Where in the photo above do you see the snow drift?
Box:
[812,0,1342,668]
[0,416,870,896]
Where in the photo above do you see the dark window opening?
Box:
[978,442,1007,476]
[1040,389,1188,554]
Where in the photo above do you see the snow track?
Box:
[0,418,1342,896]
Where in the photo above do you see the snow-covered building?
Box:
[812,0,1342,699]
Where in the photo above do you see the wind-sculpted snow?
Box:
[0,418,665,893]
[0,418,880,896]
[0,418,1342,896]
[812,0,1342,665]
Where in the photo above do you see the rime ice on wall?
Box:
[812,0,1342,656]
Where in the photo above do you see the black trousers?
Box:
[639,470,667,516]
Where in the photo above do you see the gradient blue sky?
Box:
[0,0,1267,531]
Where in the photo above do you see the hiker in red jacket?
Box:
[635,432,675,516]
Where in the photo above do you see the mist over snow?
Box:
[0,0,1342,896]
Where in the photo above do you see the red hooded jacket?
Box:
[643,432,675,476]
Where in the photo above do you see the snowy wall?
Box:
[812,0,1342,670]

---

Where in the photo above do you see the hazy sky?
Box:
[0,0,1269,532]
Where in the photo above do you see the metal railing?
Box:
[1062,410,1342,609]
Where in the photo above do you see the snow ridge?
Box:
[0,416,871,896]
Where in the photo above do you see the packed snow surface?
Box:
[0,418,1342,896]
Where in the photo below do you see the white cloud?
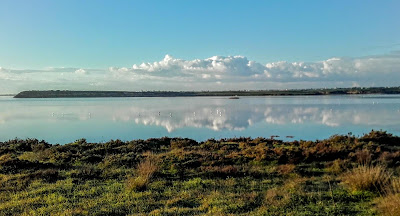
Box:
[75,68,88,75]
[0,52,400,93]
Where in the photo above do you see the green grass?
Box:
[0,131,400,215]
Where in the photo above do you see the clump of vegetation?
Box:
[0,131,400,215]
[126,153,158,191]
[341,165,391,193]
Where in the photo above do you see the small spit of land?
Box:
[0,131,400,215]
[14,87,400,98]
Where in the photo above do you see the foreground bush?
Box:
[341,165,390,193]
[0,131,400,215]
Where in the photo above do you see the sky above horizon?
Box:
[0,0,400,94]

Directions ::
Start at the line of the records that contains "Where in the photo above do you see the foreground" and stop after the line that contains "[0,0,400,94]". Lay out those lines as a JSON list of strings, one string per line, leaving out blank lines.

Task output ::
[
  "Where in the photo above do you see the foreground bush?",
  "Box:",
  "[341,165,390,193]",
  "[0,131,400,215]",
  "Where in the photo above do you see the sky above horizon?",
  "Box:",
  "[0,0,400,94]"
]